§ Exercise: Turn each line of the entries below into a JSON list of strings, one string per line, leaving out any blank lines.

§ Recorded data:

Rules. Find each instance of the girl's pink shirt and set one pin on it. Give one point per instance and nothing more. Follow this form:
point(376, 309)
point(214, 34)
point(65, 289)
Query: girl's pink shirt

§ Correct output:
[
  "Rules. Find each instance of the girl's pink shirt and set one pin on it. Give one point per instance and nothing more. Follow this form:",
  "point(376, 309)",
  "point(214, 34)",
  "point(65, 289)",
  "Query: girl's pink shirt"
]